HOW TO COMPLETE THIS TASK: Print the data below verbatim, minus images.

________

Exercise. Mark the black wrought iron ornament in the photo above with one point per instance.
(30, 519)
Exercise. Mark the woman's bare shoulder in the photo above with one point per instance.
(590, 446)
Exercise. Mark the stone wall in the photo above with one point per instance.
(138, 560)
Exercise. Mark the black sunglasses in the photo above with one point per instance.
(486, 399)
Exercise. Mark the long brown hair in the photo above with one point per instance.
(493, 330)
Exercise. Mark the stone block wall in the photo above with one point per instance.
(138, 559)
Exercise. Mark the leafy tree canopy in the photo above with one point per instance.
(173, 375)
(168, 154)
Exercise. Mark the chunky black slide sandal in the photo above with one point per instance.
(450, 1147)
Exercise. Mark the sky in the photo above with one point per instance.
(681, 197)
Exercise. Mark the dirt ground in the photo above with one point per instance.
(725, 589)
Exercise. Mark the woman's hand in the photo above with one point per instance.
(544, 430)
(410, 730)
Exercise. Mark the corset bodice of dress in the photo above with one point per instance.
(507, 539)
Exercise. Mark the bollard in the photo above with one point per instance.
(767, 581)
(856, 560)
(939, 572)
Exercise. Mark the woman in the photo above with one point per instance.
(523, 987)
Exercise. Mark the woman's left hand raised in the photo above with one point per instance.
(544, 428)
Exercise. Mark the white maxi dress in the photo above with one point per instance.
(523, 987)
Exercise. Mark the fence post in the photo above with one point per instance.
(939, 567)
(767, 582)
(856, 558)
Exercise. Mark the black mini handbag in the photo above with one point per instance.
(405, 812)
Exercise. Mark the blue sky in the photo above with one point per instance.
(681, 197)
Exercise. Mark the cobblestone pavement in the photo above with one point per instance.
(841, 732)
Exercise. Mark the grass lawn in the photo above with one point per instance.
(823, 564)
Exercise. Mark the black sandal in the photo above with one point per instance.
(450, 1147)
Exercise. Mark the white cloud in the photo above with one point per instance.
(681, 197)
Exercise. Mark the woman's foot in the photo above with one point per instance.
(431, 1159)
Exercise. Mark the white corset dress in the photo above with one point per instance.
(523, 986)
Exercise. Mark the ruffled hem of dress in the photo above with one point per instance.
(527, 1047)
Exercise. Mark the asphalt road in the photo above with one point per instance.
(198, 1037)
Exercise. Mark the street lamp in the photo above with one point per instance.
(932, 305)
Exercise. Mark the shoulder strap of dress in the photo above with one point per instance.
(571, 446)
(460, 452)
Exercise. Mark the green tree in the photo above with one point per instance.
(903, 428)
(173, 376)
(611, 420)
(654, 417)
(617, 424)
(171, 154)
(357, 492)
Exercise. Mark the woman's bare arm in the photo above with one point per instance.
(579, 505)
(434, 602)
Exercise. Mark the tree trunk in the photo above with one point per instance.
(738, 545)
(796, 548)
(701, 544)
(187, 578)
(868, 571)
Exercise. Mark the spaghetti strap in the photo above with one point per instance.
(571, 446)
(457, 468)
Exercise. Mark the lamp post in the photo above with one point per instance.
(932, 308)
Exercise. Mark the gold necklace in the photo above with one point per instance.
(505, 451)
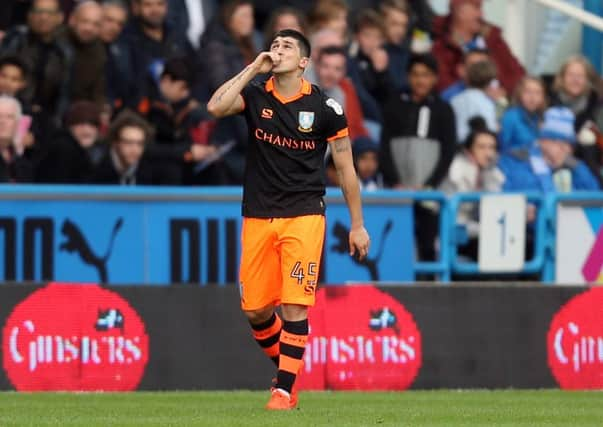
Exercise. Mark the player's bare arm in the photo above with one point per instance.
(227, 99)
(341, 150)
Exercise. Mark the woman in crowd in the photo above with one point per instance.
(519, 124)
(576, 87)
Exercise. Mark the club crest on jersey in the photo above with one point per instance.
(305, 120)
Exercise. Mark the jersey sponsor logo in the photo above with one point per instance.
(306, 120)
(283, 141)
(267, 113)
(336, 106)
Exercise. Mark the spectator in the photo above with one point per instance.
(474, 101)
(576, 87)
(369, 55)
(331, 14)
(264, 9)
(229, 43)
(13, 77)
(464, 29)
(89, 60)
(73, 152)
(152, 41)
(191, 17)
(370, 107)
(418, 143)
(474, 169)
(331, 72)
(175, 116)
(285, 17)
(15, 167)
(227, 46)
(366, 161)
(551, 166)
(396, 18)
(48, 56)
(471, 57)
(119, 76)
(520, 123)
(124, 162)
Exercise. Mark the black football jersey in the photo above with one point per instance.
(284, 175)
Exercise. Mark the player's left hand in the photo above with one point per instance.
(359, 242)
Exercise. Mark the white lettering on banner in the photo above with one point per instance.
(388, 349)
(585, 350)
(49, 349)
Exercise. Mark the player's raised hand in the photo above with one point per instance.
(265, 61)
(359, 242)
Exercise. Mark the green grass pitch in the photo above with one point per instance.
(244, 408)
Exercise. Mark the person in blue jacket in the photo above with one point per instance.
(550, 165)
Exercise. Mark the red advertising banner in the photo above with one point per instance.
(575, 342)
(360, 339)
(74, 337)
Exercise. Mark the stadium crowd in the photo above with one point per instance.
(114, 92)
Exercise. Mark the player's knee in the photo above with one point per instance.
(259, 316)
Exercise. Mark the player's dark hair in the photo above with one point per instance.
(302, 41)
(15, 61)
(332, 50)
(178, 69)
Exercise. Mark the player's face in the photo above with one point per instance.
(290, 57)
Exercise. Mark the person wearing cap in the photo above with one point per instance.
(551, 165)
(464, 29)
(418, 143)
(72, 152)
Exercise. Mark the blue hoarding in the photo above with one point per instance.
(161, 236)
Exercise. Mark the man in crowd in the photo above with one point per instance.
(48, 57)
(14, 165)
(88, 82)
(464, 29)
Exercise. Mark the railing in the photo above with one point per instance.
(200, 242)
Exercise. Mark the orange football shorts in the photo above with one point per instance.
(280, 260)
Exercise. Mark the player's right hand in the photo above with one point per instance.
(265, 61)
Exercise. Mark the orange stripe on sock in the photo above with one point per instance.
(289, 364)
(274, 350)
(270, 331)
(294, 340)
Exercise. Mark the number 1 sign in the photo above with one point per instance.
(502, 233)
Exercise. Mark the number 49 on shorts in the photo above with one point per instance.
(297, 272)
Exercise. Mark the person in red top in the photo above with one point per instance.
(464, 29)
(291, 122)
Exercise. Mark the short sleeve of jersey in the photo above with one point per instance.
(247, 94)
(336, 125)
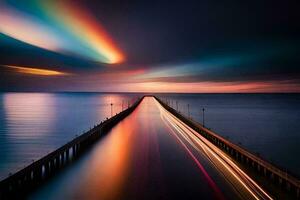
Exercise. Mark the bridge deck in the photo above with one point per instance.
(152, 155)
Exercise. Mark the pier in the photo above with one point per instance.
(236, 164)
(19, 184)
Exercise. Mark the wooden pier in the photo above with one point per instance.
(19, 184)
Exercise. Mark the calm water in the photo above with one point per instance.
(33, 124)
(265, 124)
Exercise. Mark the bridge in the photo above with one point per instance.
(212, 159)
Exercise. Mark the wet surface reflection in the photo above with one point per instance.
(138, 159)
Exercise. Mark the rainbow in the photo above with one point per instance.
(60, 26)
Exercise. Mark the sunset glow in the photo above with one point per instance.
(63, 28)
(36, 71)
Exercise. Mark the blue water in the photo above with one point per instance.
(265, 124)
(33, 124)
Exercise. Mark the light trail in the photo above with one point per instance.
(242, 183)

________

PROBLEM SOLUTION:
Exercise. Mark the black wrought iron ornament in the photo above with one point per instance.
(30, 519)
Exercise. Mark the woman's bare shoulder in the photo above with one point per instance.
(590, 446)
Exercise. Mark the stone wall in the photo above with one point per instance.
(138, 560)
Exercise. Mark the black sunglasses in the photo above with one point per instance.
(486, 399)
Exercise. Mark the long brown hair in the photo above with one point per instance.
(493, 330)
Exercise. Mark the stone block wall in the photo above with one point per instance.
(138, 559)
Exercise. Mark the leafy tree canopy in the photo above with one point per instance.
(173, 375)
(168, 154)
Exercise. Mark the chunky black slide sandal in the photo above with one point per instance.
(450, 1147)
Exercise. Mark the sky in the photo above with one point per instance.
(681, 197)
Exercise. Mark the dirt ground in the photo above with one point per instance.
(725, 589)
Exercise. Mark the woman's hand in the photo above with one point per instance.
(544, 430)
(410, 730)
Exercise. Mark the corset bodice of dress in the photo above with one point per instance.
(507, 539)
Exercise. Mark the bollard in the photo above with one point per instance.
(767, 581)
(856, 560)
(939, 572)
Exercise. Mark the woman in the photo above with one point per instance.
(523, 987)
Exercise. Mark the woman's left hand raised in the photo above with one point per instance.
(544, 428)
Exercise. Mark the white maxi dress in the photo above with one point per instance.
(523, 987)
Exercise. Mark the fence post in the photo above with one point per instance.
(939, 567)
(767, 582)
(856, 558)
Exercise. Mark the black mini handbag in the photo above with one point per instance.
(405, 812)
Exercise. Mark the blue sky in the photo above with one point per instance.
(681, 197)
Exercise. Mark the cobblestone pavement in the photo above with one point per instance.
(841, 732)
Exercise. Mark the grass lawn in the photo above with one point per instance.
(823, 564)
Exercise. Mark the black sandal in the photo above with one point per instance.
(450, 1147)
Exercise. Mark the white cloud in the photo above with one point per instance.
(681, 197)
Exercise. Mark the woman's foot in the photo above with one point per instance.
(431, 1159)
Exercise. Mark the white corset dress in the photo above with one point per instance.
(523, 986)
Exercise. Mark the ruffled hem of dress in the photo above with one point per instance.
(527, 1047)
Exercise. Mark the asphalt road in the photo above with one point per instance.
(198, 1037)
Exercise. Mark the street lamp in the photo above with one point per instance.
(932, 305)
Exercise. Mark the shoulder strap of dress in the photo above with one point per instance.
(571, 446)
(460, 452)
Exercise. Mark the green tree in the photo above with one point per instance.
(903, 428)
(173, 376)
(611, 420)
(654, 417)
(617, 424)
(171, 154)
(357, 492)
Exercise. Mark the woman's bare arm in the photo above with one point per instance.
(579, 505)
(434, 602)
Exercise. Mark the tree trunk in the photo above with one point per instance.
(738, 545)
(796, 548)
(701, 544)
(187, 578)
(868, 571)
Exercise. Mark the spaghetti strap in the photo above with one point per instance.
(571, 446)
(457, 468)
Exercise. Mark the lamp post in the photo above with one point per instance.
(932, 308)
Exercise. Mark the gold necklace in the photo above with one point per instance.
(505, 451)
Exercise. Mark the player's bare arm in the photo above with one point per instance.
(227, 99)
(341, 150)
Exercise. Mark the woman in crowd in the photo above with one point per instance.
(519, 124)
(576, 87)
Exercise. Mark the club crest on jersey in the photo above with one point per instance.
(305, 120)
Exercise. Mark the jersey sponsor logo in the photo above with one point per instance.
(306, 120)
(283, 141)
(267, 113)
(336, 106)
Exercise. Mark the spectator in the photo above with one point per instance.
(474, 101)
(576, 87)
(369, 55)
(331, 14)
(264, 9)
(229, 43)
(13, 77)
(464, 29)
(89, 60)
(73, 152)
(152, 41)
(191, 17)
(370, 107)
(418, 143)
(474, 169)
(331, 72)
(175, 116)
(285, 17)
(15, 167)
(227, 46)
(366, 161)
(551, 166)
(396, 18)
(48, 56)
(471, 57)
(119, 76)
(520, 123)
(124, 162)
Exercise. Mark the black football jersey in the photo above with one point per instance.
(284, 175)
Exercise. Mark the player's left hand in the photo above with one point per instance.
(359, 242)
Exercise. Mark the white lettering on banner in the photo above with one point per instance.
(388, 349)
(585, 350)
(49, 349)
Exercise. Mark the player's raised hand in the photo above with one point per instance.
(265, 61)
(359, 242)
Exercise. Mark the green grass pitch in the photo above with one point per instance.
(244, 408)
Exercise. Mark the person in blue jacket in the photo above with one point per instance.
(550, 165)
Exercise. Mark the red advertising banner in the photo above with one point per instance.
(575, 342)
(360, 339)
(74, 337)
Exercise. Mark the stadium crowd in the photo above with one point per instance.
(114, 92)
Exercise. Mark the player's knee in the photo above with one point per instance.
(259, 316)
Exercise. Mark the player's dark hair in the photo above with one point per instance.
(302, 41)
(15, 61)
(332, 50)
(178, 69)
Exercise. Mark the player's face in the photo above with one point per instance.
(290, 57)
Exercise. Mark the person wearing cap in the photo above with one point per instance.
(551, 165)
(464, 29)
(418, 143)
(72, 152)
Exercise. Mark the blue hoarding in the photo above with one point per instance.
(161, 236)
Exercise. Mark the man in crowd in the photo above with one point per instance.
(48, 57)
(14, 165)
(88, 82)
(464, 29)
Exercise. Mark the railing in the photo above with one point per instance.
(200, 242)
Exercise. Mark the orange football shorts in the photo above with one point per instance.
(280, 260)
Exercise. Mark the player's right hand in the photo above with one point per instance.
(265, 61)
Exercise. Mark the orange stripe on sock in the photo above with one point per instance.
(289, 364)
(274, 350)
(270, 331)
(294, 340)
Exercise. Mark the number 1 sign in the photo above with one point per instance.
(502, 233)
Exercise. Mark the number 49 on shorts in the photo above with one point per instance.
(297, 272)
Exercise. Mark the person in red top in the photo above with one point per instance.
(464, 29)
(291, 122)
Exercise. Mark the short sleeve of jersey in the photo above with one point per instance.
(247, 94)
(336, 125)
Exercise. Mark the bridge deck in the photo above with one point per instance.
(152, 155)
Exercise. Mark the pier in the photo above with one point per instance.
(236, 164)
(19, 184)
Exercise. Mark the wooden pier in the photo above with one point per instance.
(19, 184)
Exercise. Mark the calm water in the photo above with one point per instance.
(33, 124)
(265, 124)
Exercise. Mark the bridge in the photo above with one point per instance.
(212, 159)
Exercise. Mark the wet surface reflection in the photo above with one point per instance.
(138, 159)
Exercise. Mark the rainbow in the photo above with one point per instance.
(60, 26)
Exercise. Mark the sunset glow in the photo above with one point per instance.
(63, 28)
(36, 71)
Exercise. Mark the blue water in the photo above with one point per instance.
(265, 124)
(33, 124)
Exercise. Mark the light trail in the photo above with one point per instance.
(242, 183)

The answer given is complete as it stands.